The future of the wolf is now in the hands of the courts, and it's not going well. This past week, U.S. District Judge Donald Molloy shot down a request for an injunction to force a cease-fire in Idaho and Montana's war on wolves.
Molloy ruled that the hunts will not result in irreparable harm to the species. Montana will cull 75 of its 550 wolves beginning Sept. 15. In Idaho, where the hunt could blunt the wolves' ability to reclaim their range in northern Utah, officials hope to kill 220 of about 800 animals. Already, 10 percent of the West's 1,650 wolves die each year in accidents and poaching incidents, or are killed for molesting livestock.
But all is not lost. The judge indicated that the environmental and animal welfare groups that sought the injunction may well prevail in their larger suit, which claims that the wolves were improperly removed from the endangered list.
Molloy wrote that the wolves of Idaho, Montana and Wyoming constitute a "distinct population segment" that, under the Endangered Species Act of 1973, must be managed as a single entity. Federal officials likely erred by delisting Idaho and Montana wolves while protecting the animals in Wyoming, where the state's misguided, shoot-on-sight management plan puts the population in peril.

■ Problem set ■
**a)** In the passage on wolf hunts, how many wolves will Montana cull, and starting on what date?
**b)** Say whether each statement agrees with the passage on wolf hunts, giving yes or no and quoting the deciding words: (i) Judge Molloy granted the injunction against the hunts. (ii) Idaho officials hope to kill 220 wolves. (iii) Wyoming's wolves were removed from protection along with those of Idaho and Montana.
**c)** Go on with the passage on wolf hunts, picking up after its final sentence.

■ Information ■

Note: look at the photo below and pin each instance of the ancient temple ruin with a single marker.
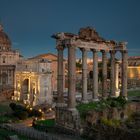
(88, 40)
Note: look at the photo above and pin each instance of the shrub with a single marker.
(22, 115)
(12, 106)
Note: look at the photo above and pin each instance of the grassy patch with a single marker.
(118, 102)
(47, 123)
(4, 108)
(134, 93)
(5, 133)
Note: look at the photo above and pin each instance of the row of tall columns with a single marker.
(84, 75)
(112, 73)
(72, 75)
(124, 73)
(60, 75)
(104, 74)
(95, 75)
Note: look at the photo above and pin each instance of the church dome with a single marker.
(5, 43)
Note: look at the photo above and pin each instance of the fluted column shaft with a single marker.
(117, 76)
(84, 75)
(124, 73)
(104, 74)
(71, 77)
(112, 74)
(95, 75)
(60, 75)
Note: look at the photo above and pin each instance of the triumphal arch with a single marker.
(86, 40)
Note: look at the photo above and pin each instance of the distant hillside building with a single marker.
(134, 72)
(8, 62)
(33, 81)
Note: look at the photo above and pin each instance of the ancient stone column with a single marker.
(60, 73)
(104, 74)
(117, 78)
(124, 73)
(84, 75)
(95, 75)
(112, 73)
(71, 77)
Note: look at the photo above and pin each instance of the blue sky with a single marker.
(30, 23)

* * *

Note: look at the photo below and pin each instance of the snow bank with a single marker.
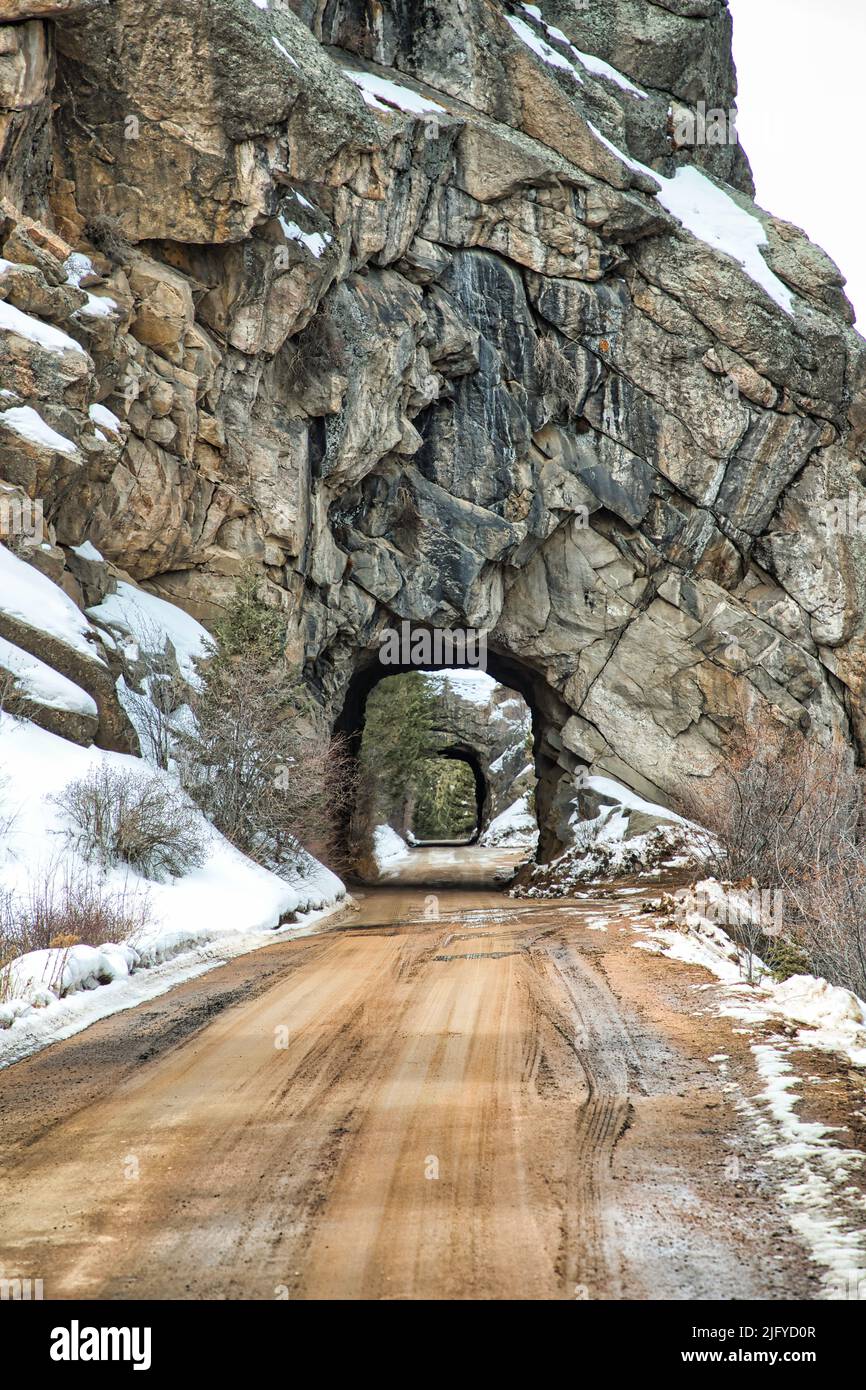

■ Results in order ■
**a)** Montana will cull 75 of its 550 wolves beginning Sept. 15.

**b)**
(i) No: "shot down a request for an injunction"
(ii) Yes: "officials hope to kill 220 of about 800 animals"
(iii) No: "delisting Idaho and Montana wolves while protecting the animals in Wyoming"

**c)**
The court case, like the wolves, is a political football. Ranchers, hunters, outfitters and politicians who fan the wolf-eradication flames argue the animals do more harm than good.
But wolves typically prey on older, weaker game animals, improving the genetics and health of the herds. Outfitters could capitalize by guiding wolf-watching expeditions. Ranchers should be adequately reimbursed for lost livestock. And the wolf should be allowed to live unmolested and naturally extend its range.
There's no need for wolf slaughters disguised as "management plans." Wolves will manage quite well if just left alone. Hopefully, the judge will come to that conclusion.